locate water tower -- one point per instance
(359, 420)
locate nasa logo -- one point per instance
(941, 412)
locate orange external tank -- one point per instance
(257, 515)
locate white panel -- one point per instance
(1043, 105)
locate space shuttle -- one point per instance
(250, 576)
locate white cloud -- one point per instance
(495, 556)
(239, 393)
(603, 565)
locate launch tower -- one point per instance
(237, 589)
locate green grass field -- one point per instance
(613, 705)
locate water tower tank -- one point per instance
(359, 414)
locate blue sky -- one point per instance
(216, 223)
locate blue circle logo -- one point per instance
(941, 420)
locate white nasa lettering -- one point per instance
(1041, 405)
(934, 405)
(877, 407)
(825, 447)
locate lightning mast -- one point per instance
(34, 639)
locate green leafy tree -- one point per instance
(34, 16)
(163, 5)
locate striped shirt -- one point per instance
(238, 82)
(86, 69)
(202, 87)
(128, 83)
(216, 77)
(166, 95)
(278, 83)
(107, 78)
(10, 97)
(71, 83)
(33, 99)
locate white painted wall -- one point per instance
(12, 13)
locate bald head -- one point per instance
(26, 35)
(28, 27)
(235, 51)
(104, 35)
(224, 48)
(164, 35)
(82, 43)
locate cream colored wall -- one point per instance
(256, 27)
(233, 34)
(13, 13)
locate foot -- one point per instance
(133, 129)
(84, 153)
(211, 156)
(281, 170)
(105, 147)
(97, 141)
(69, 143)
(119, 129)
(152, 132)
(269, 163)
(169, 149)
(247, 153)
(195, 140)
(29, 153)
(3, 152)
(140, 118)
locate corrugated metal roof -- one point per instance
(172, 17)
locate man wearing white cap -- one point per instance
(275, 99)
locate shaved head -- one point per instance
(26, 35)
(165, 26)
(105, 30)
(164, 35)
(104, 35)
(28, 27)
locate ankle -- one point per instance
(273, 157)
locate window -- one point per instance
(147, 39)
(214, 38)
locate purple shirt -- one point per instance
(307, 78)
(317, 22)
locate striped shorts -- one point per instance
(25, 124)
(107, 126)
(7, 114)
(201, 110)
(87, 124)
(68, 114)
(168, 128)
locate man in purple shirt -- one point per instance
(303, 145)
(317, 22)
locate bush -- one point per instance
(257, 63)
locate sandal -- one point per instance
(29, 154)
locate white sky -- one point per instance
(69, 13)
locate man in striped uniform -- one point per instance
········
*WHAT YOU NEED TO DO*: Print the data above exactly as it was provided.

*ANSWER TO THIS PROBLEM*:
locate water tower -- one point per instance
(359, 420)
locate nasa logo -- one point per instance
(941, 412)
locate orange external tank -- one point per instance
(257, 515)
locate white panel -- one point per instance
(1043, 105)
locate space shuttle -- one point per instance
(250, 576)
locate white cloud -- one point per instance
(495, 556)
(239, 393)
(603, 565)
locate launch tower -- one point per instance
(237, 589)
locate green grass field -- one point per instance
(613, 705)
locate water tower tank -- one point per instance
(359, 414)
locate blue sky -- one point per instance
(216, 223)
locate blue circle logo -- one point per instance
(941, 420)
locate white nasa lettering -- one point per instance
(1041, 405)
(934, 405)
(877, 407)
(825, 447)
locate lightning mast -- one point per instance
(34, 639)
locate green leafy tree -- one point per instance
(34, 16)
(163, 5)
locate striped shirt -- one point per instance
(238, 82)
(86, 69)
(202, 87)
(128, 83)
(216, 77)
(166, 95)
(278, 83)
(107, 78)
(10, 97)
(71, 83)
(33, 99)
locate white painted wall -- one point per instance
(12, 13)
locate bald head -- one point per instance
(26, 35)
(28, 27)
(235, 51)
(104, 35)
(224, 48)
(164, 35)
(82, 43)
locate cream colored wall -- one point per instance
(256, 27)
(233, 34)
(13, 13)
locate foot -- one point per instance
(133, 129)
(84, 153)
(211, 156)
(281, 170)
(105, 147)
(97, 141)
(69, 143)
(119, 129)
(152, 132)
(269, 163)
(169, 149)
(247, 153)
(195, 140)
(29, 153)
(3, 152)
(140, 118)
locate corrugated metal roof -- one point per instance
(172, 17)
locate man wearing white cap -- one point per instance
(275, 99)
locate shaved head -- one point per instance
(26, 35)
(165, 26)
(105, 30)
(164, 35)
(104, 35)
(28, 27)
locate ankle -- one point per instance
(273, 157)
locate window -- one point per instance
(147, 39)
(214, 38)
locate purple shirt -- one point per instance
(307, 78)
(317, 22)
locate striped shorts -- one point per instance
(25, 124)
(107, 126)
(7, 114)
(201, 110)
(87, 124)
(68, 114)
(168, 128)
locate man in purple shirt -- one point per instance
(303, 145)
(317, 22)
locate bush -- one point per instance
(257, 63)
locate sandal -- one point per instance
(29, 154)
locate white sky -- one point per instance
(69, 13)
locate man in striped uniform -- one point per instance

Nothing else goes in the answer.